• Work required
Present the material below as a Markdown table with two columns, Row and Line, where each line gets its own numbered row and blank lines are omitted.

• Extracted entries
---*---

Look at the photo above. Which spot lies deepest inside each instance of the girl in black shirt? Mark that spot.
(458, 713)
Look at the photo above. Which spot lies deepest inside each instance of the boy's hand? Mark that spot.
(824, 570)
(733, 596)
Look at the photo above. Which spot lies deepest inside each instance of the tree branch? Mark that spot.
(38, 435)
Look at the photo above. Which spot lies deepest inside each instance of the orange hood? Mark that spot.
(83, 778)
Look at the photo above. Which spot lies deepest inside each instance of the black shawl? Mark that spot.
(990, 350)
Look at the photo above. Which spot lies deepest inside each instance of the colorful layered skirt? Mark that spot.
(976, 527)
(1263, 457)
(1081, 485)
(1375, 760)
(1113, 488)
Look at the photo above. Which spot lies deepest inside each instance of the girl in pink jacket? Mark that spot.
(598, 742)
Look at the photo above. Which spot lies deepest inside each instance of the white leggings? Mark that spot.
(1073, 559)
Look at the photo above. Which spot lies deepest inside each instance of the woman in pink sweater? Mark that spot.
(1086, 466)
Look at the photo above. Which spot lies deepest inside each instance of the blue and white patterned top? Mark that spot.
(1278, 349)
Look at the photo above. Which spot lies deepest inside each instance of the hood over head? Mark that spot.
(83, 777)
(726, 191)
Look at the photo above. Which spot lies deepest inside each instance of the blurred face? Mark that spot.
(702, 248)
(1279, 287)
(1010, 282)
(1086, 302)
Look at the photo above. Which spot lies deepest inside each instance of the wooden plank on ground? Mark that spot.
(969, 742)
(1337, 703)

---*---

• Final answer
| Row | Line |
|---|---|
| 1 | Look at the photo above. Which spot lies deepest inside each instance of the girl in black shirt? Mark that spot. |
| 2 | (458, 713) |
| 3 | Look at the photo above. Which spot lies deepest inside each instance of the boy's hand? Mark that spot. |
| 4 | (824, 570) |
| 5 | (733, 596) |
| 6 | Look at the photo above. Which spot lies deepest inside each instance of the tree branch? Mark that spot. |
| 7 | (38, 435) |
| 8 | Look at the photo above. Which spot lies deepest inside each instance of the orange hood? Mark that spot. |
| 9 | (83, 778) |
| 10 | Look at the photo above. Which spot lies deepest inside each instance of the black shawl? Mark that spot. |
| 11 | (990, 350) |
| 12 | Look at the photo above. Which spot lies deepest inside each instance of the colorful layered skirt? Mark that spot. |
| 13 | (976, 527) |
| 14 | (1263, 457) |
| 15 | (1081, 485) |
| 16 | (1375, 760) |
| 17 | (1113, 488) |
| 18 | Look at the photo above. Which spot lies deepest inside each instance of the girl in pink jacket? Mark that spot. |
| 19 | (598, 742) |
| 20 | Look at the photo above. Which spot lies deepest inside each instance of the white leggings? Mark that spot. |
| 21 | (1073, 559) |
| 22 | Look at the photo above. Which spot lies deepest inside each instance of the woman in pink sweater? Mark that spot. |
| 23 | (1086, 466) |
| 24 | Look at the photo above. Which spot lies deepest inside each instance of the blue and white patterned top? Mark that spot. |
| 25 | (1278, 349) |
| 26 | Look at the photo above. Which spot lies deepest inside each instance of the hood over head? Mark that spot. |
| 27 | (83, 777) |
| 28 | (726, 191) |
| 29 | Look at the photo above. Which spot lies deepest inside each instance of the blurred face? Mark that spot. |
| 30 | (702, 248) |
| 31 | (1279, 287) |
| 32 | (1010, 282) |
| 33 | (1086, 302) |
| 34 | Look at the photo above. Which spot lies deepest inside each instance of the wooden plank on ground? Mark that spot. |
| 35 | (969, 742) |
| 36 | (1337, 703) |